Source records:
......

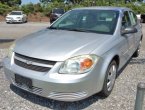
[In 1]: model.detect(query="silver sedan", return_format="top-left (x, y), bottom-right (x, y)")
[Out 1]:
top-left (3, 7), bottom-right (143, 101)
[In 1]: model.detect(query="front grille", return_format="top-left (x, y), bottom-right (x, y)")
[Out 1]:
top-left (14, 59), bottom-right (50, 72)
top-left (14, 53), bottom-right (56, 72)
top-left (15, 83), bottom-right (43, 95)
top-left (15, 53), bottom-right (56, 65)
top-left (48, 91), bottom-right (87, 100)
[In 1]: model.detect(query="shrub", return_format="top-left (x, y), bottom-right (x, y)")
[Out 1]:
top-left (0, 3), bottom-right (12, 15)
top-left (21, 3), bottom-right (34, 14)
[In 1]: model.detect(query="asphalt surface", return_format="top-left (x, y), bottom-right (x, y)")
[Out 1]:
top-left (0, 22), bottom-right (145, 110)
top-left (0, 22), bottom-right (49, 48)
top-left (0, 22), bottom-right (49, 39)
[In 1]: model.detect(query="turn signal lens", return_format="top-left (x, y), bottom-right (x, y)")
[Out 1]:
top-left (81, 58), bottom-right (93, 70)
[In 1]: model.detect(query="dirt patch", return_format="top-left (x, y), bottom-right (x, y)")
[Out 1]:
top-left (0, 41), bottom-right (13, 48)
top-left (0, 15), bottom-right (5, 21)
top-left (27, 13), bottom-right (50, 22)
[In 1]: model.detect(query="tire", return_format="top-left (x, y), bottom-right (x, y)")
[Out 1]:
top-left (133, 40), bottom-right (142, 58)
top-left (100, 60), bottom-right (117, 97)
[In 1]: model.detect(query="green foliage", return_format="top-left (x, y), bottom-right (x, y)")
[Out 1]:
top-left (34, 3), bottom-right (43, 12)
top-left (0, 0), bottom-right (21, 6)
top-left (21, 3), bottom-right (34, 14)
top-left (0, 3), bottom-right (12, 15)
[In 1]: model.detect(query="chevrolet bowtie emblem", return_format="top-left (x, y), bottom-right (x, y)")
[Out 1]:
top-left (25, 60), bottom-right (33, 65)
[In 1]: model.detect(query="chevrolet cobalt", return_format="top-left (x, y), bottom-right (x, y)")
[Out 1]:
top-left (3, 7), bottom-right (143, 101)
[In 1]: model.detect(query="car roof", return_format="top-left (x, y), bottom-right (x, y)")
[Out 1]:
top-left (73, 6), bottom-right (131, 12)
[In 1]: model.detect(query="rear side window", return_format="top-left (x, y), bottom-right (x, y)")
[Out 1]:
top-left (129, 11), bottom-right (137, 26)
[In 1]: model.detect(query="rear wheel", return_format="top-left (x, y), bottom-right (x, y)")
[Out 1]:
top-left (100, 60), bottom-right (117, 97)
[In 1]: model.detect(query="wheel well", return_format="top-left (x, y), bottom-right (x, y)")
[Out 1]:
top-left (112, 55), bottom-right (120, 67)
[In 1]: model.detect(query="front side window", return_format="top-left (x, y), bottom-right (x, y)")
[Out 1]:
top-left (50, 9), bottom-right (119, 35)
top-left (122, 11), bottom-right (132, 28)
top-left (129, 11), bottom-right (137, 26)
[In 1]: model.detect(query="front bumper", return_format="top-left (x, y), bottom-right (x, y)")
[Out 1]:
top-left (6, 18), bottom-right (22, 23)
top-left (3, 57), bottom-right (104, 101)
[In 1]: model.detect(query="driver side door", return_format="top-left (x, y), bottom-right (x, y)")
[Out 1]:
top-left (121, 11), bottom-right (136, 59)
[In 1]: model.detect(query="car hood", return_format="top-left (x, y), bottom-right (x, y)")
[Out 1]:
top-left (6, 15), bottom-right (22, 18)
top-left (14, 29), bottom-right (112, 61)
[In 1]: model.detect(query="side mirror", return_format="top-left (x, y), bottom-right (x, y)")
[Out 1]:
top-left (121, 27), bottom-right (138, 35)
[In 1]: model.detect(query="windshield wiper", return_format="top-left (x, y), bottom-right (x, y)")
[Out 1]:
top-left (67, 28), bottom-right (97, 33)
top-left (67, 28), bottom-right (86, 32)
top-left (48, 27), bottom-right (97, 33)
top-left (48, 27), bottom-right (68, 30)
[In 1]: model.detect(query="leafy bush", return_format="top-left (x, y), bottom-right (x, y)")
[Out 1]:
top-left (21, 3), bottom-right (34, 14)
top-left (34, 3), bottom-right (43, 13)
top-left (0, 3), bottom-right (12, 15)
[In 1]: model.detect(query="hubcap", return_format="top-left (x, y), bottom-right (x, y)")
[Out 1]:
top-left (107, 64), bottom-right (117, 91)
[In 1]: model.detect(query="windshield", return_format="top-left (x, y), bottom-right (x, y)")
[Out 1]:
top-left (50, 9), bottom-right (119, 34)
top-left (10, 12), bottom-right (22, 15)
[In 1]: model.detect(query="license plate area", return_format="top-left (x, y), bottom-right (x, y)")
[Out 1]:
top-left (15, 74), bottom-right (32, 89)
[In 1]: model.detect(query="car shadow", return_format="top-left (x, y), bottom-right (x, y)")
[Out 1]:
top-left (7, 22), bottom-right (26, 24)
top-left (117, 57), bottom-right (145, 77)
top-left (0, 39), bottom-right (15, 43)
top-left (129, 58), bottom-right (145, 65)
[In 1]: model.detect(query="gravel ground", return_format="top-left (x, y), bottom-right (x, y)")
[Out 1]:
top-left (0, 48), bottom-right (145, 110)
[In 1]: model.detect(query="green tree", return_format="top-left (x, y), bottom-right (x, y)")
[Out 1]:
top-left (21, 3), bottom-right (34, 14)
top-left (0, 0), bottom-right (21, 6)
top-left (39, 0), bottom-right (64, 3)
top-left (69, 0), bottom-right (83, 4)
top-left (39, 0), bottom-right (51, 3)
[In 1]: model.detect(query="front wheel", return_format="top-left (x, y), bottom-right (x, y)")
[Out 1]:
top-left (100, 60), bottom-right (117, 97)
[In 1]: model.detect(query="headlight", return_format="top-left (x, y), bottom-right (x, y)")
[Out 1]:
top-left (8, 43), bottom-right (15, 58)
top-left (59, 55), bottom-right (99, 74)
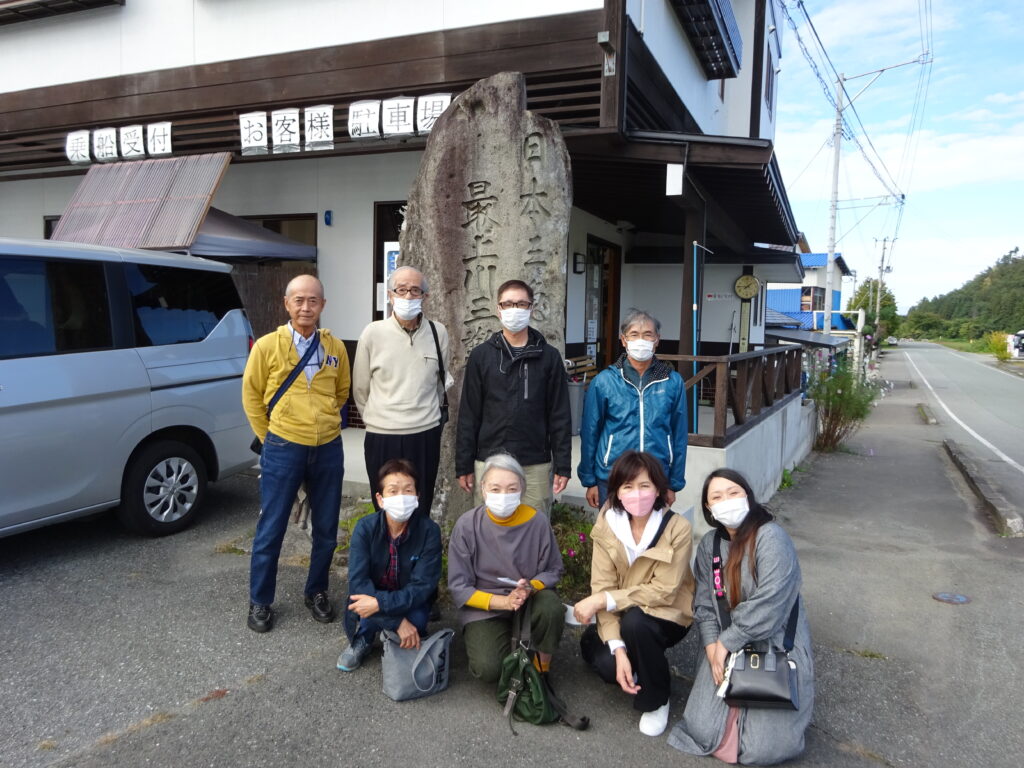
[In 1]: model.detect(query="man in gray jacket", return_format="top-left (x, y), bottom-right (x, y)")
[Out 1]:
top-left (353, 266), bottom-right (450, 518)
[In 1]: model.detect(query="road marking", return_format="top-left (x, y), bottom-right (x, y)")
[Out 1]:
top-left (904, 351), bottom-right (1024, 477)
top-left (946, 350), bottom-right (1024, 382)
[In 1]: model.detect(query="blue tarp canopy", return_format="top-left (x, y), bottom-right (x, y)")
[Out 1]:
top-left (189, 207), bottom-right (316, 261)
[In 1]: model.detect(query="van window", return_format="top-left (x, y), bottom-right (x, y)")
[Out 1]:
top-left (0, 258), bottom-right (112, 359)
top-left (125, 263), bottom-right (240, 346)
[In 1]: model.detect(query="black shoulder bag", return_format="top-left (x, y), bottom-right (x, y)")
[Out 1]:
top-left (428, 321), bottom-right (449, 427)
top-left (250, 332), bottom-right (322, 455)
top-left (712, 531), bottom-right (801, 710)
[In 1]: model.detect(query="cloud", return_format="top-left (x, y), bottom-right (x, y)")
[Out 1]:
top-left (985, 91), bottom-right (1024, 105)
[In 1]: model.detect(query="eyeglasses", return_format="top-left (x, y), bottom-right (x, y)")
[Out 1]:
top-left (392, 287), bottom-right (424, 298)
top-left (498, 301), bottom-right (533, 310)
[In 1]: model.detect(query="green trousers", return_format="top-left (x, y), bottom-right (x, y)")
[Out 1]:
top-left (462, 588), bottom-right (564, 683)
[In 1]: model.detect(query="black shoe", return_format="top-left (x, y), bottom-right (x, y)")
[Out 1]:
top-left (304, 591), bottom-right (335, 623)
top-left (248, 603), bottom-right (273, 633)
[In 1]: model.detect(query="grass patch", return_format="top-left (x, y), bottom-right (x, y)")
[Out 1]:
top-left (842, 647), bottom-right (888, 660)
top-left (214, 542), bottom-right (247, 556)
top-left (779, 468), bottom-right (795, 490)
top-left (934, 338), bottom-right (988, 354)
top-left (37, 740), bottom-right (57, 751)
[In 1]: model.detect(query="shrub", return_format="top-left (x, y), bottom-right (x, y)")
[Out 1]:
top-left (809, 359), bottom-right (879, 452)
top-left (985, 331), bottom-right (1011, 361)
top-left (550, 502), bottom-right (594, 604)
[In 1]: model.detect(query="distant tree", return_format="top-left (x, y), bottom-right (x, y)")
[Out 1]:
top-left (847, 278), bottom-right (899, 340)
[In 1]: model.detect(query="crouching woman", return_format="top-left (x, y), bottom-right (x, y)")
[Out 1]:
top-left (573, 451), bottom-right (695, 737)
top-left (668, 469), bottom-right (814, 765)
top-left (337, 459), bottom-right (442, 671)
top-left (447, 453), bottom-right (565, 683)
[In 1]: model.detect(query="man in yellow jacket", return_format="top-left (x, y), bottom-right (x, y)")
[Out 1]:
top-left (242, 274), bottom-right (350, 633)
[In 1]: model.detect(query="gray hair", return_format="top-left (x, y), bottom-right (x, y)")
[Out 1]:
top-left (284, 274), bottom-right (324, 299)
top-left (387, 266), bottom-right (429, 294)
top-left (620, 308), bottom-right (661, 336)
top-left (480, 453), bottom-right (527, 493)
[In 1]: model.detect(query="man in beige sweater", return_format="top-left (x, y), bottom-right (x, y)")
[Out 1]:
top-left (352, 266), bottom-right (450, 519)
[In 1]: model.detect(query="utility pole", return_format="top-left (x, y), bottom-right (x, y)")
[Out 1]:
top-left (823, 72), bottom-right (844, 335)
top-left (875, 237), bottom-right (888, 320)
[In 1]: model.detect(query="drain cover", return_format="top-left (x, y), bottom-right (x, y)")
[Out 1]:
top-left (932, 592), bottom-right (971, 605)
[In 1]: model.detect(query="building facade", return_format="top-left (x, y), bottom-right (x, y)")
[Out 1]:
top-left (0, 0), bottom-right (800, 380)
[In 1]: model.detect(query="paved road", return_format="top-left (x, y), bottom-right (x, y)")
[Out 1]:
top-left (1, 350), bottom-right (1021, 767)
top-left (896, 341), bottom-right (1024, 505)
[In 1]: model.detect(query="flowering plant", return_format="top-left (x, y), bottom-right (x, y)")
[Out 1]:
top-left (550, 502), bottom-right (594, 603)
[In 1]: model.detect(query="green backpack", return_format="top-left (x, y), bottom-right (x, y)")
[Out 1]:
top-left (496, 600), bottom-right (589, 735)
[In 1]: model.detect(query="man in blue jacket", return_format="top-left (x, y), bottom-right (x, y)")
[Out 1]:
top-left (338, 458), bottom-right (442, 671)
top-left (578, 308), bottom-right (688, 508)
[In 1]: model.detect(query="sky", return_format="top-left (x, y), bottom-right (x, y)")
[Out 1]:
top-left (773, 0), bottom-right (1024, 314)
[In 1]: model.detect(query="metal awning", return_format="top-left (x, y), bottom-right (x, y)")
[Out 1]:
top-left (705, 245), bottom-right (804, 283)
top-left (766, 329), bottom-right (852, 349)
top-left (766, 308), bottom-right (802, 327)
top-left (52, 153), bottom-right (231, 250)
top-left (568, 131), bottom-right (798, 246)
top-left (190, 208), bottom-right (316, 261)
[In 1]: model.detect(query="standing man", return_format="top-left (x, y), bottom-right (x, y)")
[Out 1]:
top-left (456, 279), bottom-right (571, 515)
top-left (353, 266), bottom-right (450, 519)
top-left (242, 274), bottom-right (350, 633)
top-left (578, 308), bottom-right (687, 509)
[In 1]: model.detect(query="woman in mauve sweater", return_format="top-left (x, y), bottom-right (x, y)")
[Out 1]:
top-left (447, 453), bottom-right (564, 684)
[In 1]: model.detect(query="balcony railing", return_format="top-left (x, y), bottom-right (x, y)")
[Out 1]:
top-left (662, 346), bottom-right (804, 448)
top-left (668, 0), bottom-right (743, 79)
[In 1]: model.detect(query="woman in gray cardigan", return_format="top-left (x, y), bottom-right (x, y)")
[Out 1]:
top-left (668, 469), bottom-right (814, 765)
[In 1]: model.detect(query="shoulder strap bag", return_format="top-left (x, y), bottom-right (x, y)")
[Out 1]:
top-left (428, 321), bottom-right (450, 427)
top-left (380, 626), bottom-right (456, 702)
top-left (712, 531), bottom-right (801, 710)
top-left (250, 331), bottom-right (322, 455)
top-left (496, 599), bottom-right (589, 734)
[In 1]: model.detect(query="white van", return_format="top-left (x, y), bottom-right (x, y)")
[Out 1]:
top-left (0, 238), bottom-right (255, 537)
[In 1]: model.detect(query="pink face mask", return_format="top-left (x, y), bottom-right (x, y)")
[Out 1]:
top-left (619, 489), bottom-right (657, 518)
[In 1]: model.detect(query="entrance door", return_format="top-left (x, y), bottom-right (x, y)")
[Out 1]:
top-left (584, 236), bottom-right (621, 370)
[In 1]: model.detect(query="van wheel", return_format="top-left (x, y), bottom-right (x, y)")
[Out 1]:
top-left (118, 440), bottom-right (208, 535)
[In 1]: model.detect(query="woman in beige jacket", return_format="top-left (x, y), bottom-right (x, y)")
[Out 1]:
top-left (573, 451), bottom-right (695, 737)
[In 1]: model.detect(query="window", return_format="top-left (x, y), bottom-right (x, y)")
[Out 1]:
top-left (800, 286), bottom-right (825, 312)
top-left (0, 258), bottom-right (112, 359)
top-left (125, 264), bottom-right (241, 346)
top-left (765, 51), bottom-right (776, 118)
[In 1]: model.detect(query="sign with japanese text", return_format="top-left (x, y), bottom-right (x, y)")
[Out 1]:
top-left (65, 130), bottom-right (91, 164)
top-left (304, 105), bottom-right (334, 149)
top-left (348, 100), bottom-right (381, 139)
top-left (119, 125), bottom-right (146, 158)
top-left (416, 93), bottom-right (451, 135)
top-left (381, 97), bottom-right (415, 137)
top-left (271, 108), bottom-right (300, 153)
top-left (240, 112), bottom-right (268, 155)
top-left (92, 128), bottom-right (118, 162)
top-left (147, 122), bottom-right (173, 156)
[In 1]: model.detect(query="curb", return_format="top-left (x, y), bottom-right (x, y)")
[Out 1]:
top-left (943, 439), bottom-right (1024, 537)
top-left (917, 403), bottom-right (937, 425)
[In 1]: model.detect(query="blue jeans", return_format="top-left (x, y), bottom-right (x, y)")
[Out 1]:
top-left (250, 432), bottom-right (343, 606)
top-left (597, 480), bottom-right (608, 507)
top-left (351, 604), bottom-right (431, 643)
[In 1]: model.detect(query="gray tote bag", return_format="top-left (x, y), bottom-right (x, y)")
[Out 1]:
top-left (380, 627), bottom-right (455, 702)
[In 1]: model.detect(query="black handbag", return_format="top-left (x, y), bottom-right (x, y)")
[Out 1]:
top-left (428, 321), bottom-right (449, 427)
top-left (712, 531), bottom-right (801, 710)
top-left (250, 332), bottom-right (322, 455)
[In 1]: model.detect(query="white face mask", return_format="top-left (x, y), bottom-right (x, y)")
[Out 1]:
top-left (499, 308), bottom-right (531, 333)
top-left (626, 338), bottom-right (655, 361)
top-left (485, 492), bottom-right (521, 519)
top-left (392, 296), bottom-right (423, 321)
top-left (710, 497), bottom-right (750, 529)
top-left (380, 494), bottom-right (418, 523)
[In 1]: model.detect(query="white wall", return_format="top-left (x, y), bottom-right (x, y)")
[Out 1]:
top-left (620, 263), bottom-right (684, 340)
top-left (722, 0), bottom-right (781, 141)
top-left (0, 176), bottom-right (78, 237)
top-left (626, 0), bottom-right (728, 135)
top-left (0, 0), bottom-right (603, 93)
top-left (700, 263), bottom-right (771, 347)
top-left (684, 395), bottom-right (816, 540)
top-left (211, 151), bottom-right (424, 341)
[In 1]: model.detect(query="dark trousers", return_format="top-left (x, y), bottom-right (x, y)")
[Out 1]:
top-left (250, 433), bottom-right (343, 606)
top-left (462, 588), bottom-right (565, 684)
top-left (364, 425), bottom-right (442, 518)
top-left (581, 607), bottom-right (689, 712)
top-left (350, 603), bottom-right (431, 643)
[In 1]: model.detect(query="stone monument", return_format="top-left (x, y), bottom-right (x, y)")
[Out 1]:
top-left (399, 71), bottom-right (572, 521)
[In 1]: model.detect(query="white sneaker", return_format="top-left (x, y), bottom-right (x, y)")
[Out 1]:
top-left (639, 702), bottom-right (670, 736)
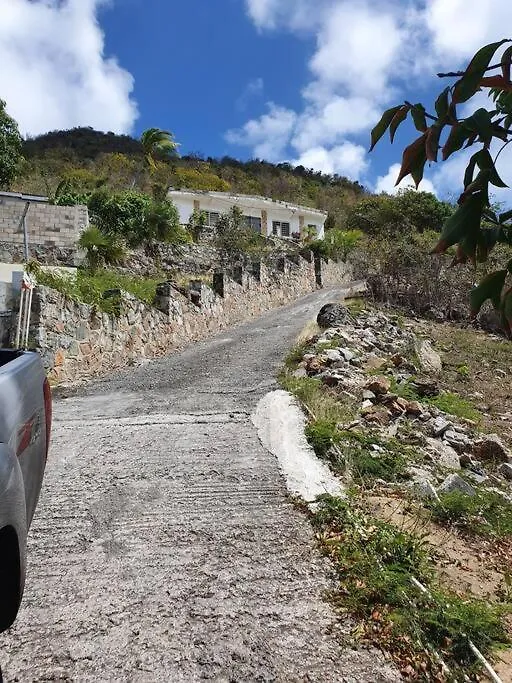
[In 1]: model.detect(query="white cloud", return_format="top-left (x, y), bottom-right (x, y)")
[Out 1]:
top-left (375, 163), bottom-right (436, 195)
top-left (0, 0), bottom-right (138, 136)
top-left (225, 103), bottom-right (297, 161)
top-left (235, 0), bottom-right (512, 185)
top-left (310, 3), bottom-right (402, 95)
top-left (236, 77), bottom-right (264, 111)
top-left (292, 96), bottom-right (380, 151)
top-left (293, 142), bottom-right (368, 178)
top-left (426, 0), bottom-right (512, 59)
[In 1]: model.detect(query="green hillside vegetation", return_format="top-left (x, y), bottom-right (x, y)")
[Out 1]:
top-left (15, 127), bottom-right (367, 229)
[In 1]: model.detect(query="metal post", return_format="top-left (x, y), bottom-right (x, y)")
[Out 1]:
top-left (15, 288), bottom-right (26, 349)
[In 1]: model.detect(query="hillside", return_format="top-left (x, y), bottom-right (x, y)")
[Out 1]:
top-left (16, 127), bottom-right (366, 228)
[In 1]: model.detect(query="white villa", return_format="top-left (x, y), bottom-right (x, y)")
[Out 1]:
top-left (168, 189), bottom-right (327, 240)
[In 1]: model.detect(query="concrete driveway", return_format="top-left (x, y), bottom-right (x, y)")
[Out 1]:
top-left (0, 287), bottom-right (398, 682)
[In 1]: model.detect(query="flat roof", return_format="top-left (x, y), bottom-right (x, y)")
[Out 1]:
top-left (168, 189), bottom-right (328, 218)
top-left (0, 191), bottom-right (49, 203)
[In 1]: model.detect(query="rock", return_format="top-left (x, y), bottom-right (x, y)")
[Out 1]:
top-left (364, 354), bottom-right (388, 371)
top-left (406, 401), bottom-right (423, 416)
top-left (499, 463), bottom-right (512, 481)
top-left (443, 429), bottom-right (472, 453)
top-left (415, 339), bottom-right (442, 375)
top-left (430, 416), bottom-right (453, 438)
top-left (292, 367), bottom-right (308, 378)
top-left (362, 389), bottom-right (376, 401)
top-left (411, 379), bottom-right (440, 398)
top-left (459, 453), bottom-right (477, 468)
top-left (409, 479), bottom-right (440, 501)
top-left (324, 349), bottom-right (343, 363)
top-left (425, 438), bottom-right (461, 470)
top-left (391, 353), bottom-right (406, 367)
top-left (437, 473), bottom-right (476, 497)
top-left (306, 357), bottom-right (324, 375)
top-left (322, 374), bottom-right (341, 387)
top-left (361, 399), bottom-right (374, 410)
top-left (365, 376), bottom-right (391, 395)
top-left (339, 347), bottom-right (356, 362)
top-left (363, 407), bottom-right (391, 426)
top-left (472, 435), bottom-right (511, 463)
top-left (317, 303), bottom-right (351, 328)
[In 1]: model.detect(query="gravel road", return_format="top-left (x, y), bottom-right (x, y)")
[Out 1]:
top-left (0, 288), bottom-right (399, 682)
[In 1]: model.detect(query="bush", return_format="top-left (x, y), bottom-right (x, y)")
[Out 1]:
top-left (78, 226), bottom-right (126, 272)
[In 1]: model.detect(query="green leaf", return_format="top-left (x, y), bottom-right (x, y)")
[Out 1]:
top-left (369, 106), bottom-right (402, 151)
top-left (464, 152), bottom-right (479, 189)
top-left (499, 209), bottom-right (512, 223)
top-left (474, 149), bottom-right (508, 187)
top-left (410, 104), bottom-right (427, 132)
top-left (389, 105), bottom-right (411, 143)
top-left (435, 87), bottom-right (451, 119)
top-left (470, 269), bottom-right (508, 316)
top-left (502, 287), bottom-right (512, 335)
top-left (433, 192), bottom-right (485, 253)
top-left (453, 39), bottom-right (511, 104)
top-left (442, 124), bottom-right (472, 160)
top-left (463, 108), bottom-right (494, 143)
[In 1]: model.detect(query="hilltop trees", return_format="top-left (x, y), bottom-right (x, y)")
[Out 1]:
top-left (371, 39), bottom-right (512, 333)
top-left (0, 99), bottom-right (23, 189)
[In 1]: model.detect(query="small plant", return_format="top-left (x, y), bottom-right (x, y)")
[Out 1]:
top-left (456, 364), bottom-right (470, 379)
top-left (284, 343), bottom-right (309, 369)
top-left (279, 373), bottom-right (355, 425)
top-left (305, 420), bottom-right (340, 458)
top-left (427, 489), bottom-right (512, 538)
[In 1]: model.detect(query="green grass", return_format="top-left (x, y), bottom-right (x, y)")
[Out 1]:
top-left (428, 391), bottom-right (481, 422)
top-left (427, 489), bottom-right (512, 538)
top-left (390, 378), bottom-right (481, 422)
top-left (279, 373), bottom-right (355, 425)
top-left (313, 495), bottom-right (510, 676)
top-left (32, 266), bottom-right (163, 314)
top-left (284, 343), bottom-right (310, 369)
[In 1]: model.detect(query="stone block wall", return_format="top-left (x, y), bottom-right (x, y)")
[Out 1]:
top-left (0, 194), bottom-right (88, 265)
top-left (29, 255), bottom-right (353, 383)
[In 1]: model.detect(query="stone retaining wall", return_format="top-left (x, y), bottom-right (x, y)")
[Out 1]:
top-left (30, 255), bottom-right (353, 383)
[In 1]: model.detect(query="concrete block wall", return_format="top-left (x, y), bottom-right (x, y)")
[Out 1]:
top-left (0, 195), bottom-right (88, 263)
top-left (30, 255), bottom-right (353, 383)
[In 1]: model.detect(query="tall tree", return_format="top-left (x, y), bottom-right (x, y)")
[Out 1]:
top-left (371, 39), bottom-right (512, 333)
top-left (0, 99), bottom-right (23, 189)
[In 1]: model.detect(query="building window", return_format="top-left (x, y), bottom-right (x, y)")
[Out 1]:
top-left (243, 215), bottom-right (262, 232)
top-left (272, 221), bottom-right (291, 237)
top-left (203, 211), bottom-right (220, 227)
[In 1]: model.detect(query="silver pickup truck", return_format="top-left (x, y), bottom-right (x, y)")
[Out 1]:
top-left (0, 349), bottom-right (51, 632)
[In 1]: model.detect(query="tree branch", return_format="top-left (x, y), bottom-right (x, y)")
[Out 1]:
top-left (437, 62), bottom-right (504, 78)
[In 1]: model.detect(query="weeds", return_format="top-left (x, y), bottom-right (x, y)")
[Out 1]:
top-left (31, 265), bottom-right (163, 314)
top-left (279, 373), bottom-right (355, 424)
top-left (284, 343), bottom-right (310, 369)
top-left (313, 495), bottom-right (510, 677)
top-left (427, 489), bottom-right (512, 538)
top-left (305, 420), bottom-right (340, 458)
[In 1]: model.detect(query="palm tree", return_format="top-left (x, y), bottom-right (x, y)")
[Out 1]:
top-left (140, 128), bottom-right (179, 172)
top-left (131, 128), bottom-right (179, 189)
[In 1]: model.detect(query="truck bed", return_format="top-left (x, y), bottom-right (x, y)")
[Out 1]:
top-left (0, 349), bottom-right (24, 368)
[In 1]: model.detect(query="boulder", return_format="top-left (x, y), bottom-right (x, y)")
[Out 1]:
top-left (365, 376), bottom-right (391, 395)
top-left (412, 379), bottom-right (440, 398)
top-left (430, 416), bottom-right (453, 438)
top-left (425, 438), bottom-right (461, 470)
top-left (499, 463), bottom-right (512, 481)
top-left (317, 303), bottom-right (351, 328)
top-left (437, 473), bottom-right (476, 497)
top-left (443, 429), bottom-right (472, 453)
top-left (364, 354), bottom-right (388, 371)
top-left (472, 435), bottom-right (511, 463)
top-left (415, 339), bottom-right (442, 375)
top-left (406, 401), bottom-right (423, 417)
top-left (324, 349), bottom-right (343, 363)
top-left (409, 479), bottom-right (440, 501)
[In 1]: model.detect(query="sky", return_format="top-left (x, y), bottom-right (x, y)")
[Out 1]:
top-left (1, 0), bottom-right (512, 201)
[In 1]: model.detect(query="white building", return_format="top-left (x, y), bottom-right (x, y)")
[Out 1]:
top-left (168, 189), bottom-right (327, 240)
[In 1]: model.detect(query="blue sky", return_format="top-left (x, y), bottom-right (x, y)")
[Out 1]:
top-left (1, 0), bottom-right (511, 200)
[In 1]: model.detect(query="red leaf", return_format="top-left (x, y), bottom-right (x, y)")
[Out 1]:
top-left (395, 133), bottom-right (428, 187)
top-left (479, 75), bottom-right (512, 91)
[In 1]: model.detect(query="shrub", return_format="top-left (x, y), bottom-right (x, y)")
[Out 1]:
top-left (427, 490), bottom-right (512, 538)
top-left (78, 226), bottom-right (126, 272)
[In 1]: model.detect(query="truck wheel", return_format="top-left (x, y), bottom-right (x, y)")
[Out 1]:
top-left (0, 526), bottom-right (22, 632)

......

## Try it
Go through the records line by line, and copy each line that holds the string "metal".

## Task solution
[In 1]: model.detect(query="metal awning", return_format="top-left (x, y), bottom-right (x, y)")
[In 1]: model.detect(query="metal post", return_format="top-left (x, y), bottom-right (x, y)")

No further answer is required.